▶ [WORK TO COMPLETE]: Once you find the line with "Pick out a point on every instance of the cheetah face.", transcribe it and all the lines that follow to the end of the data, exactly as written; skip any pictures.

Photo-based referring expression data
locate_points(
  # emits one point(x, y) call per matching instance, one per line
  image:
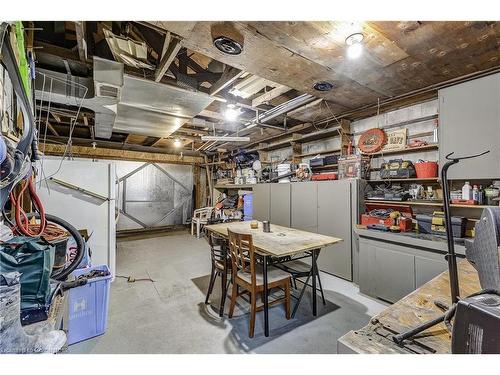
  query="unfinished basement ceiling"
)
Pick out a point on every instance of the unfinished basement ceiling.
point(155, 109)
point(280, 61)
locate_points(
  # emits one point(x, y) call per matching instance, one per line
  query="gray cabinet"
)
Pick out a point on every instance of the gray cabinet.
point(261, 201)
point(334, 219)
point(426, 269)
point(469, 123)
point(394, 272)
point(280, 204)
point(328, 207)
point(305, 206)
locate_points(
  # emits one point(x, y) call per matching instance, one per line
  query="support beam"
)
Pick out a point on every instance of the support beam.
point(171, 47)
point(270, 95)
point(52, 129)
point(113, 154)
point(80, 40)
point(228, 77)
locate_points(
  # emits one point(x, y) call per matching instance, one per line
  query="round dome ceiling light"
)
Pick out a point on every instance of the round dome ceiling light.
point(227, 45)
point(227, 38)
point(323, 86)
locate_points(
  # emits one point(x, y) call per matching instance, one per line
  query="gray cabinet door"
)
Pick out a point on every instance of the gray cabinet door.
point(367, 273)
point(393, 273)
point(280, 204)
point(305, 206)
point(426, 269)
point(469, 123)
point(261, 201)
point(334, 219)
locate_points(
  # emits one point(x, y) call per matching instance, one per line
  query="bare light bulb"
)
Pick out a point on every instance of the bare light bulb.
point(354, 50)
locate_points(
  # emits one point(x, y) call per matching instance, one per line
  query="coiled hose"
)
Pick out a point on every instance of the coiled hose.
point(80, 244)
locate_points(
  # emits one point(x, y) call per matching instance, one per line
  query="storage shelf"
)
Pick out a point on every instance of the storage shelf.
point(435, 179)
point(404, 150)
point(321, 134)
point(333, 151)
point(323, 167)
point(233, 186)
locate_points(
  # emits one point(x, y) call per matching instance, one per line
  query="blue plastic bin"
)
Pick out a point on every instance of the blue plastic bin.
point(88, 306)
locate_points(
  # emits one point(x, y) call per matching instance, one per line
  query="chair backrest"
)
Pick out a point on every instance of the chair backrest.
point(242, 254)
point(203, 213)
point(218, 250)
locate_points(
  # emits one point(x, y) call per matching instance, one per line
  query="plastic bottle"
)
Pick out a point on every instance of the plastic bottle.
point(475, 193)
point(466, 191)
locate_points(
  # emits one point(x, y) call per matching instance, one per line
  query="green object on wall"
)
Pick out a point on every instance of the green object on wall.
point(23, 62)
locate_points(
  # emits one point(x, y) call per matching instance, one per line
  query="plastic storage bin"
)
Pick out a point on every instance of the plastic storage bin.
point(88, 306)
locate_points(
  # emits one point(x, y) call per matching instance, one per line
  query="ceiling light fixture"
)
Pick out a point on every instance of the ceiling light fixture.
point(224, 138)
point(227, 45)
point(231, 112)
point(323, 86)
point(354, 45)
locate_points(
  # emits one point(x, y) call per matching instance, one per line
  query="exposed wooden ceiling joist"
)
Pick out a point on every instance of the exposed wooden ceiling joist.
point(171, 46)
point(229, 76)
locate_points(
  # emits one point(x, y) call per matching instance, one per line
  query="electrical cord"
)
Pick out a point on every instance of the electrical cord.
point(130, 279)
point(21, 219)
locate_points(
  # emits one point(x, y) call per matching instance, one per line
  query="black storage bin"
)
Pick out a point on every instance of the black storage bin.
point(425, 225)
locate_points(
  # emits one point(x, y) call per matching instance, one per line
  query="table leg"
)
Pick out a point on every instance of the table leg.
point(266, 293)
point(314, 275)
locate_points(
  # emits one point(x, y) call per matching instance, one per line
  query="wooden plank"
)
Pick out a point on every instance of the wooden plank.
point(270, 95)
point(281, 241)
point(170, 48)
point(414, 309)
point(229, 75)
point(114, 154)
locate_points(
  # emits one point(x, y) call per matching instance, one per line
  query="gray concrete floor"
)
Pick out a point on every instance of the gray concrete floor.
point(169, 315)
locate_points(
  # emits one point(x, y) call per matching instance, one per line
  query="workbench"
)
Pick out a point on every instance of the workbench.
point(416, 308)
point(279, 242)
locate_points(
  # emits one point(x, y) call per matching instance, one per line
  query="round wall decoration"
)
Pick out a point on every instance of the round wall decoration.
point(372, 141)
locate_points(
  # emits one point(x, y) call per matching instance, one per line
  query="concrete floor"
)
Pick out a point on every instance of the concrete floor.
point(169, 315)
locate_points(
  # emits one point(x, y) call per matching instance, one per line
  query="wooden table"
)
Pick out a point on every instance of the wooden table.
point(414, 309)
point(279, 243)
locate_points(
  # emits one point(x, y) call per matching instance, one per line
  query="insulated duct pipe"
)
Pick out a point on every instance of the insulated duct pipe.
point(281, 109)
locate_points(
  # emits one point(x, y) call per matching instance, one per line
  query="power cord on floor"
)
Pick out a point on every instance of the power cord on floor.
point(130, 279)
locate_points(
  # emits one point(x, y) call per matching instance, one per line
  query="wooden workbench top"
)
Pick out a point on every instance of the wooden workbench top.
point(281, 241)
point(416, 308)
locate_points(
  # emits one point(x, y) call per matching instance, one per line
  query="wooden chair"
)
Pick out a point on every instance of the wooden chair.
point(248, 275)
point(221, 266)
point(201, 216)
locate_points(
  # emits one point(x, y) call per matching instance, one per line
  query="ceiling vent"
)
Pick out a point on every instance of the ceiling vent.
point(227, 38)
point(323, 86)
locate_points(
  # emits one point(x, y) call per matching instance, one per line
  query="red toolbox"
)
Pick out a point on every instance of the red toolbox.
point(325, 176)
point(405, 221)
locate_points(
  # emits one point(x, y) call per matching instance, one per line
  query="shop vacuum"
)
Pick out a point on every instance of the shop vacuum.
point(476, 318)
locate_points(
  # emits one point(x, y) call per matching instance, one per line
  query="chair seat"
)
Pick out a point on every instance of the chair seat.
point(273, 275)
point(220, 265)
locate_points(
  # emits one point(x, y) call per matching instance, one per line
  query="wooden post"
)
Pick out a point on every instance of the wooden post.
point(296, 149)
point(345, 135)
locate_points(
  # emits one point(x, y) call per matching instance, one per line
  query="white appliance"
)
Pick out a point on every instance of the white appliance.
point(93, 210)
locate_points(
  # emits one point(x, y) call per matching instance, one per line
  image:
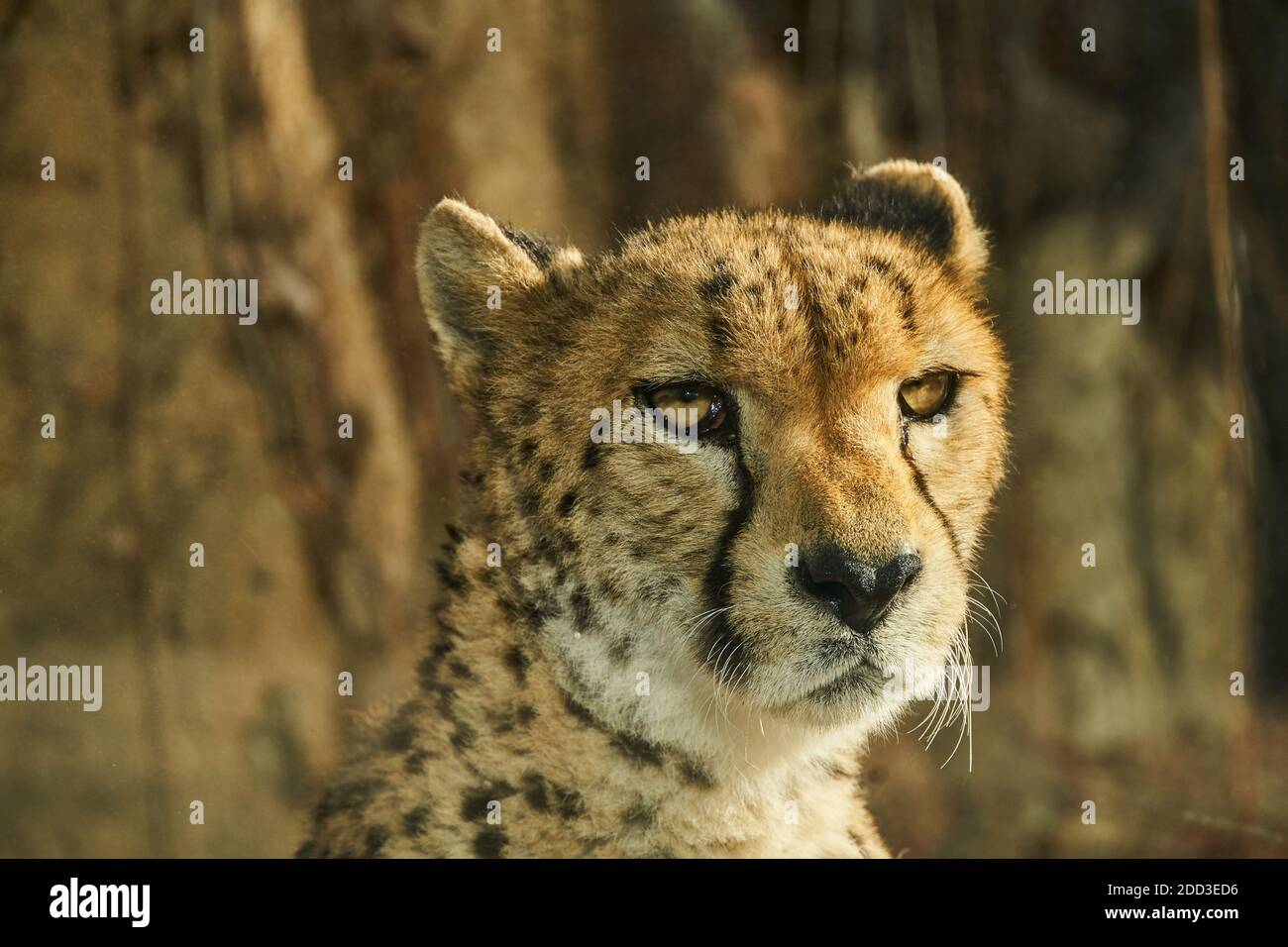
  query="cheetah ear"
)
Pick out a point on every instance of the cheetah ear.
point(919, 201)
point(472, 272)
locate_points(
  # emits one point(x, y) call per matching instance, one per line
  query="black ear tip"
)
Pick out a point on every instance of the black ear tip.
point(902, 205)
point(539, 250)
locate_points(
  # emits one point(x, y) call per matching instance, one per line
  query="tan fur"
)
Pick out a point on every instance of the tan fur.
point(583, 698)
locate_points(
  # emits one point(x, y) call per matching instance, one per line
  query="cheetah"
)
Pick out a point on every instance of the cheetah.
point(644, 651)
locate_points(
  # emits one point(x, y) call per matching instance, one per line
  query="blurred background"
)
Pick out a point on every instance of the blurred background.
point(1115, 682)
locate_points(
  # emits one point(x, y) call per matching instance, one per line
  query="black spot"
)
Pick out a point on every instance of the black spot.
point(640, 814)
point(489, 843)
point(475, 801)
point(638, 750)
point(536, 792)
point(696, 775)
point(583, 611)
point(922, 215)
point(415, 821)
point(376, 839)
point(570, 802)
point(518, 661)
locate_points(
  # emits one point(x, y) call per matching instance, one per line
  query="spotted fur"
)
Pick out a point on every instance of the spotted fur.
point(642, 674)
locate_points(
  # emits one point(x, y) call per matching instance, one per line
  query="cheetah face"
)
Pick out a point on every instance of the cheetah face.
point(833, 394)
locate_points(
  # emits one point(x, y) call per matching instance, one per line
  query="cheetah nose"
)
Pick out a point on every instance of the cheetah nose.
point(859, 594)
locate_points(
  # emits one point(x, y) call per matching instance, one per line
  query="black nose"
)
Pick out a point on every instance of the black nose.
point(857, 592)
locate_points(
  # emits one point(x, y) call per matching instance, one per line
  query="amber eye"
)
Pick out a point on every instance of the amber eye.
point(703, 402)
point(926, 395)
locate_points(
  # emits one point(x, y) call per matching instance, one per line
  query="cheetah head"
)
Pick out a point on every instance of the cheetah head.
point(833, 393)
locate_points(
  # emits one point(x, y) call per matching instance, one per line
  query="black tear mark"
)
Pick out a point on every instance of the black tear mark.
point(918, 478)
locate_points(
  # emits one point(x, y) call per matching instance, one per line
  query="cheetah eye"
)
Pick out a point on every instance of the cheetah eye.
point(706, 403)
point(925, 397)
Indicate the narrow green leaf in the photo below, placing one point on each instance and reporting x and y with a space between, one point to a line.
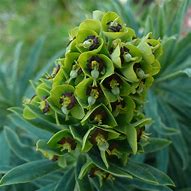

▶ [RESPONSE AREA]:
Pick out a point on every instance of the cheetah face.
point(833, 394)
locate_points(
  # emits one point(x, y) call per matching instance, one per line
  query="cheetah nose"
)
Pick out a point on every instance of the cheetah nose.
point(859, 594)
locate_points(
  # emits one point(x, y) call per matching instance, one per line
  query="black nose"
)
Pick out a point on every instance of the black nose.
point(857, 592)
locate_points(
  # emits one point(x, y) call per matching instance, one per line
  query="amber eye"
)
Pick out a point on every instance of the amber eye.
point(703, 402)
point(926, 395)
locate_points(
  # emits one point(x, y) call per matching instance, one per line
  query="cheetah head"
)
Pick out a point on every instance of the cheetah head.
point(833, 393)
locate_points(
  # emits one point(x, y) call per matching instance, one per line
  query="black tear mark"
)
Pick out a point on every instance of the black tear mark.
point(918, 478)
locate_points(
  # emits one point(x, y) call per matching instance, one per line
  query="cheetah eye"
)
Pick out a point on every instance of the cheetah eye.
point(706, 403)
point(925, 397)
Indicate the narrow green leaf in the photo below, placing one point on each instance and reporting x and y with a space between, one point to a line.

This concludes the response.